(Records from a data source)
--------------------
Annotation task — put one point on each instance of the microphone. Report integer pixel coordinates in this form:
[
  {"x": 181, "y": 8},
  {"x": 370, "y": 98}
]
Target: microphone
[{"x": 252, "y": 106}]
--------------------
Exercise brief: Give every entry back unchanged. Leave none out.

Task result:
Annotation task — put one point on each instance of the microphone. Report integer pixel coordinates in this form:
[
  {"x": 181, "y": 8},
  {"x": 370, "y": 98}
]
Target: microphone
[{"x": 252, "y": 106}]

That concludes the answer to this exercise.